### PROVIDED TEXT
Dave, you're an awesome Dad! Two thumbs up! :)
I had an email today from a friend whose first job was designing electronics for Bristol Aircraft using point contact transistors in the early 50's. They were wondering how many people there could still be around who had worked with these devices at that time.
That Video floppy is *fascinating*, I'll have to look it up!
Jeez, its cool to see how fast your kid's linguistic and cognitive skills are improving. I'll be honest, I used to mind him tagging along a little, but not anymore. Great kid you got there.
I lost it when you pulled out your first multimeter. I was like I have seen that before, It can't be, I have the exact same model of multimeter.
I remember the canon ion camera , they sold a kit with a video capture board to digitise the images
Sagan is such a smart cute fella!
HDMI is not designed for high noise enviroments like motor drivers and electromagnetics interference. Thats why they use vga for industrial purposes.
I'm a little more hardcore, my first meter (ie. - not one I borrowed from Dad) was the Radio Shack Archer Kit model 28-4014A from that same era that has a huge display and a 'range doubler' feature that was actually pretty useful if the voltage/current you were reading fell on the upper range of the meter and moved it back into the center where it could be more accurately read. It still have the box and assembly instruction booklet that came with it. I haven't used it in years but I keep it around for likely the same reason you still have yours
54:00 First jpeg standard was in 1992 Dave, with the group having met since 1986. So it probably had been thought of by 1991.
In Soviet Russia Warranty Voids You!
Dave, about those Sinclair Multimeters, I did use one, though it had a black case, in fact I had 2, I modified the second one with a then modern true RMS IC to create a combined Frequency/TRMS meter. That was in 1975! Those meters were then State of the Art! And very portable!
I wish I knew where I left them!
cheers!
Do the Lumintop(TM) batteries still charge correctly from the end terminals? Are there any current limits (to charging "normally") imposed by the USB charger circuitry built in? Questions to answer on the next EEVBlog, I think!
Had one of those ion cameras when I was at school, it's battery life was terrible and we had an external pack for it that took 8 AA batteries which still didn't last long. We got the pictures off using a video blaster card in a 486 PC.
Dave's first multimeter was the same as mine :) Bought it from Tandy too in the mid 80s, still got it, still works though the original probes are long gone!
Did you name your son after Carl Sagan our lord and savor?
Yep
just reminds me how long iv been watching the show, i remember when he was really small, the first time you put him on the show
+Adam Workey its pronounced (hay-zeus)
@ Adam Workey -- nope...
I'm an atheist, not a pagan. Thanks for playing.
Hi Dave when u was "davescrolling" the instructions for the data logger it looked like it said that the blue on-screen button was a sleep button
I wonder if the purple color is for dealing with use outdoors so you can still see the digits? I've seen that on some things for (occasional) outdoor use...

### OBJECTIVES
(a) Answer these questions from the viewer comments:
(i) What model number is given for the Radio Shack Archer Kit meter?
(ii) In what year was the first JPEG standard, according to one comment?
(iii) What was used in a 486 PC to get the pictures off the ion camera?
(b) Can you write the next few entries of the viewer comments, picking up after the last one shown?
Nothing in the records is needed for these tasks.

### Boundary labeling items
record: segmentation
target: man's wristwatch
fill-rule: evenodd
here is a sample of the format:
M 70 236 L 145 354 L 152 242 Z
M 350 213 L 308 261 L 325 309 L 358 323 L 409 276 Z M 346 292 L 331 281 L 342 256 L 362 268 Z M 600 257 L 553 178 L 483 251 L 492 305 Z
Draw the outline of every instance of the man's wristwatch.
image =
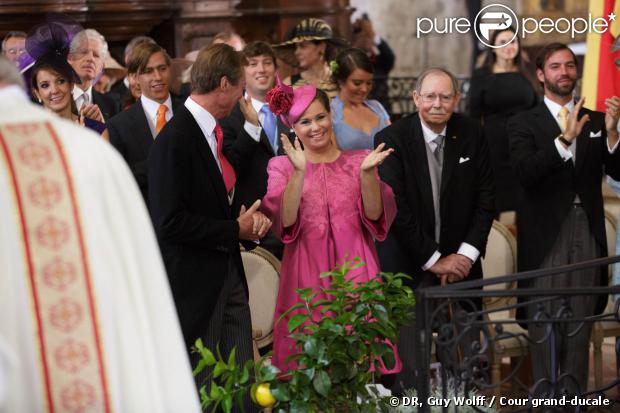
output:
M 566 138 L 564 137 L 564 134 L 562 134 L 562 133 L 561 133 L 560 135 L 558 135 L 558 140 L 559 140 L 560 142 L 562 142 L 564 145 L 566 145 L 567 147 L 568 147 L 568 146 L 571 146 L 571 145 L 573 144 L 572 142 L 569 142 L 569 141 L 568 141 L 568 139 L 566 139 Z

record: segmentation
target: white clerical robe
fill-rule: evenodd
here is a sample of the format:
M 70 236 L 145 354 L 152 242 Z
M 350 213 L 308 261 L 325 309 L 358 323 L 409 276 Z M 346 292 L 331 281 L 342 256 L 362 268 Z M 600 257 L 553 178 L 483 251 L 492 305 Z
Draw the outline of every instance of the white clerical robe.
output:
M 199 412 L 131 172 L 101 137 L 11 88 L 0 89 L 0 412 Z

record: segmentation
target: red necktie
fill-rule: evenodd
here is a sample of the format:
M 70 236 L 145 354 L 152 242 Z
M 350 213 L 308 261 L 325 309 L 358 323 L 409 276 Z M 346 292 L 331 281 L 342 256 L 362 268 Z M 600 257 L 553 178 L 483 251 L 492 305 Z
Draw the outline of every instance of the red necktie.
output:
M 224 178 L 224 185 L 226 186 L 226 192 L 230 194 L 235 182 L 237 181 L 237 175 L 228 159 L 222 153 L 222 146 L 224 146 L 224 132 L 218 123 L 215 124 L 215 140 L 217 141 L 217 158 L 220 160 L 222 166 L 222 178 Z

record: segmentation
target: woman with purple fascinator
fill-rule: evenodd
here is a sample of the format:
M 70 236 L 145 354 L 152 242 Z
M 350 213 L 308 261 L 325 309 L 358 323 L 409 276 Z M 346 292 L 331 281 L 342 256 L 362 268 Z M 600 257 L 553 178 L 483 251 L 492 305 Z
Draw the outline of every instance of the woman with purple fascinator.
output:
M 278 319 L 297 303 L 295 290 L 329 288 L 329 280 L 319 274 L 355 257 L 365 265 L 347 276 L 360 282 L 374 278 L 380 272 L 374 242 L 385 239 L 396 203 L 377 173 L 393 150 L 380 145 L 374 151 L 341 151 L 325 92 L 311 85 L 293 88 L 279 78 L 277 82 L 267 94 L 269 108 L 295 131 L 296 139 L 291 144 L 283 135 L 286 156 L 272 158 L 267 166 L 262 209 L 284 243 L 272 363 L 287 371 L 295 367 L 286 361 L 294 353 L 294 341 L 286 322 Z M 316 316 L 321 316 L 318 310 Z M 400 358 L 396 351 L 394 355 L 395 365 L 384 366 L 382 373 L 400 371 Z
M 71 41 L 84 30 L 70 17 L 48 15 L 47 22 L 36 26 L 26 38 L 28 56 L 20 60 L 20 68 L 32 95 L 44 108 L 61 118 L 86 126 L 108 138 L 103 116 L 96 119 L 80 115 L 71 91 L 80 78 L 67 62 Z

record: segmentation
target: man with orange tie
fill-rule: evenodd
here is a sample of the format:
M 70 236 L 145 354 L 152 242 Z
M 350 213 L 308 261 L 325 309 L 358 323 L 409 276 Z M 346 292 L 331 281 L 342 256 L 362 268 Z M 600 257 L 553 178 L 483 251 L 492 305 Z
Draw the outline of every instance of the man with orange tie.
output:
M 561 43 L 542 48 L 536 59 L 536 76 L 543 87 L 543 101 L 508 122 L 510 157 L 524 193 L 517 215 L 519 271 L 606 256 L 601 181 L 604 173 L 620 178 L 616 129 L 620 99 L 607 99 L 606 113 L 584 108 L 584 98 L 575 103 L 577 59 Z M 548 291 L 601 285 L 607 285 L 607 268 L 586 268 L 519 283 L 521 288 Z M 567 304 L 570 317 L 579 319 L 600 313 L 606 303 L 607 296 L 575 295 Z M 564 305 L 561 299 L 531 304 L 519 309 L 524 314 L 518 318 L 553 318 Z M 530 322 L 527 327 L 532 393 L 553 396 L 560 394 L 559 389 L 569 395 L 584 393 L 592 324 L 576 328 L 575 323 L 550 327 L 548 323 Z
M 170 56 L 154 43 L 136 46 L 128 62 L 137 73 L 140 99 L 107 123 L 110 143 L 123 155 L 148 205 L 147 158 L 161 129 L 183 105 L 170 96 Z
M 253 355 L 239 242 L 251 248 L 271 227 L 257 211 L 260 200 L 242 206 L 238 216 L 231 208 L 235 169 L 258 146 L 247 137 L 244 145 L 222 151 L 218 122 L 237 101 L 246 121 L 259 124 L 250 98 L 242 98 L 244 65 L 243 55 L 226 44 L 201 50 L 192 67 L 191 94 L 153 143 L 148 159 L 151 219 L 188 350 L 202 338 L 211 349 L 219 345 L 225 359 L 236 348 L 240 365 Z M 197 362 L 195 354 L 190 358 Z M 205 373 L 196 377 L 198 386 Z M 249 402 L 246 411 L 252 411 Z

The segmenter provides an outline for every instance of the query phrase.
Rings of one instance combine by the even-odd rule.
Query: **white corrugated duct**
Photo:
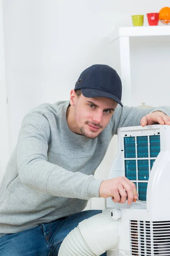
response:
[[[118,221],[110,212],[99,213],[80,222],[70,232],[58,256],[98,256],[115,248],[118,240]]]

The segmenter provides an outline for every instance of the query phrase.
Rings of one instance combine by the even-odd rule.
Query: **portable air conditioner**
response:
[[[119,154],[109,178],[134,182],[141,202],[106,200],[106,210],[121,215],[119,241],[107,256],[170,255],[170,126],[121,128],[118,134]]]
[[[59,256],[170,256],[170,126],[120,128],[119,154],[109,178],[135,183],[139,201],[105,200],[102,213],[80,222]]]

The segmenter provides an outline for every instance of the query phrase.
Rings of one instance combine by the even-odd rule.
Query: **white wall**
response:
[[[8,159],[2,1],[0,1],[0,181]]]
[[[3,3],[11,153],[22,119],[31,108],[68,99],[84,69],[95,63],[111,65],[107,38],[114,27],[131,26],[131,15],[159,12],[169,0]],[[97,170],[100,177],[107,176],[110,168],[113,142],[110,147]]]

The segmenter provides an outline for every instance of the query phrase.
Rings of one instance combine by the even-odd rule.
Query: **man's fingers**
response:
[[[147,124],[147,119],[146,116],[143,116],[141,119],[141,125],[143,127],[145,126]]]
[[[112,197],[112,200],[115,203],[118,203],[121,200],[121,196],[120,194],[119,193],[117,188],[113,192],[113,195]]]
[[[138,195],[136,190],[136,185],[134,183],[130,181],[126,177],[122,177],[123,179],[125,180],[125,182],[127,182],[129,185],[132,187],[133,191],[133,192],[134,198],[136,199],[137,199],[138,198]]]
[[[162,117],[162,119],[164,121],[164,124],[168,125],[170,125],[170,116],[164,115],[164,116]]]
[[[128,195],[122,184],[118,186],[118,191],[121,196],[120,204],[124,204],[127,200]]]

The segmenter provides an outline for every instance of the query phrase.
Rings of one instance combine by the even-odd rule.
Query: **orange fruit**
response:
[[[159,11],[159,20],[166,24],[170,22],[170,7],[163,7]]]

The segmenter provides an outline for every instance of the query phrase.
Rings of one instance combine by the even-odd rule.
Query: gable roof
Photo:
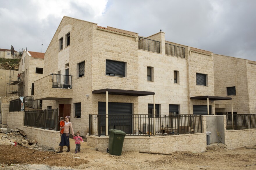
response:
[[[34,52],[33,51],[28,51],[29,54],[33,58],[37,58],[37,59],[45,59],[45,53],[38,52]]]

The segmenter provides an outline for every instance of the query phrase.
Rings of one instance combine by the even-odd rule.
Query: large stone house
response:
[[[22,92],[20,96],[33,96],[35,81],[43,77],[44,55],[44,53],[24,50],[18,72],[21,74],[23,82],[19,84],[19,91]]]
[[[216,100],[231,105],[231,98],[215,94],[212,53],[165,34],[146,37],[64,16],[45,55],[43,77],[35,82],[34,99],[45,100],[43,109],[58,108],[59,118],[70,115],[82,136],[89,114],[106,114],[106,102],[109,114],[156,115],[210,115]]]

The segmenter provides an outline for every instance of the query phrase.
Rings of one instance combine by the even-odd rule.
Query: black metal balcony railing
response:
[[[26,109],[41,109],[42,100],[31,99],[27,99],[24,97],[23,99],[24,105],[24,111]],[[20,111],[21,110],[21,102],[19,99],[10,101],[9,105],[9,112]]]
[[[139,49],[160,53],[160,42],[140,36],[138,37]]]
[[[227,130],[256,128],[256,114],[227,114],[226,120]]]
[[[72,76],[52,75],[52,88],[72,89]]]
[[[181,58],[185,58],[185,48],[165,43],[165,54]]]
[[[58,131],[58,109],[25,111],[24,126]]]
[[[167,135],[202,133],[201,115],[109,114],[108,129],[122,130],[127,135]],[[106,115],[89,115],[89,135],[106,135]]]

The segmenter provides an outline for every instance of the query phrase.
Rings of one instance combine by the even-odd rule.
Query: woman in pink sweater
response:
[[[73,131],[73,128],[72,127],[72,123],[69,121],[70,117],[67,116],[65,118],[66,121],[65,122],[65,125],[64,127],[61,129],[64,129],[64,131],[63,133],[61,135],[61,142],[59,145],[61,146],[60,150],[57,152],[57,153],[63,152],[63,146],[66,145],[67,147],[67,152],[70,151],[70,145],[69,144],[69,130],[70,129],[70,132],[72,133],[73,135],[73,137],[75,136],[74,134],[74,131]]]

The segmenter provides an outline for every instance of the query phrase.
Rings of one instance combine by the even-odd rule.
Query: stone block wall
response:
[[[59,144],[59,132],[24,126],[24,112],[8,113],[7,124],[9,127],[13,129],[17,128],[23,130],[26,134],[27,138],[35,140],[38,145],[57,150]]]
[[[214,54],[213,59],[215,95],[232,98],[233,112],[237,112],[237,114],[250,113],[249,103],[252,102],[255,103],[254,101],[253,97],[251,100],[249,100],[248,89],[249,81],[247,72],[248,71],[247,66],[250,64],[247,64],[248,61],[215,54]],[[255,94],[253,91],[255,91],[255,71],[253,71],[253,69],[249,70],[250,73],[250,77],[254,80],[252,81],[250,81],[250,88],[253,91],[253,94]],[[236,87],[236,95],[227,96],[227,87],[233,86]],[[255,101],[255,100],[254,100],[254,101]],[[231,103],[230,100],[219,100],[215,102],[215,103],[225,105],[225,109],[221,109],[222,110],[216,109],[216,112],[222,111],[231,112]],[[255,114],[255,113],[251,113]]]

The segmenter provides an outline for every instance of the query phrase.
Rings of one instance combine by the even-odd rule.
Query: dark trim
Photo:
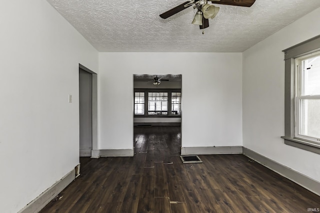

### ANSWERS TO THE EXERCISE
(a)
(i) 28-4014A
(ii) 1992
(iii) A video blaster card

(b)
All too easy to take the piss out of the Sinclair DMM but in the context of it's time the thing was a miracle! At that time digital was the holy grail for amateur electronic hobbyists, and what professional instruments there were around, cost a fortune. So for a 'pocket' DMM to be 'affordable' to the average hobbyist was almost too good to be true. Even so, I couldn't afford even that! Even an Avo was well out of my reach, so I made do with the best of Japanese analogue tech, TEK 100,000 ohms per volt no less!
That Sinclair PCB would have been roller tinned, not tin plated, then wave soldered - having no solder resist was the norm in the '70s. The case was borrowed from their Oxford calculator range.
Sagan is adorable :) I hope he follows in his dads footsteps when he is older
9:28 D2 (Д2) Point germanium diodes.
Introduced in 1957 and produced until USSR collapse in 1991 (well, during production it's changed its case several times and production quality was improved)
Datasheet: www.155la3.ru/datafiles/d2.pdf
22 thats a standart case that you can buy, also the products of my work are using that case, but with some grey rubber
Sagan needs to be a regular; he makes mailbag so amusing to watch :D
For the display of CNC controller a lot better would be DVI-I that can transmit both analog and digital signal, it would probably require a bit of reengineering, but would resolve the problem with one connector.
Scratching up the top of that big flatpack so much with what looks like a grinding tool to hide its partcode in the Hind Technology CNC unit to the level it had concerns the crap out of me for its reliability! I'm think ESD and yes OK the device is probably ok but is it really? You dont know! If we were to build one of these controllers into my update CNC machines project and it shits itself right in the middle of a fixed leadtime big job a few months/years later all because of that kind of handling then we're sure not going to be happy ... eh Dave..?
38:46 - There is a file called "EEVblog.tap"! Lets find out what does this do!
31:42 I have one monitor that still has a VGA connector on it, and that was obsolete long before this video was posted here. I only use it with my old AMD box, and that's only when I have it doing something processor-intensive that would burn my Pi. The UI on that piece of kit looks like Win95 rubbish, and it was a Kickstarter only 2 years ago?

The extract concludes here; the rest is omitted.